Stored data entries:
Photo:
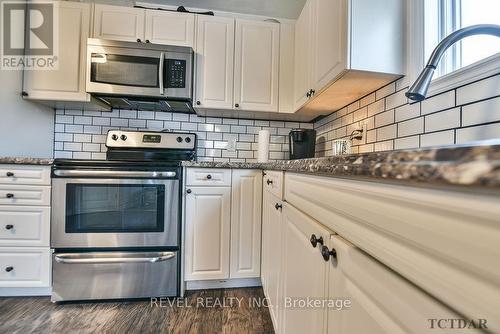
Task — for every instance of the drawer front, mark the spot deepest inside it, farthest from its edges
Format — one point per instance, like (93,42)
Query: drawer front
(24,226)
(24,195)
(21,174)
(208,177)
(445,242)
(24,267)
(273,182)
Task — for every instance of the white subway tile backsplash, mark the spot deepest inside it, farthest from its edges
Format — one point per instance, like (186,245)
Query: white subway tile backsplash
(480,90)
(447,119)
(481,112)
(439,102)
(438,138)
(482,132)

● Work instruction
Going through the records above, state how many lines include the word "inside", and give no other text.

● Written reply
2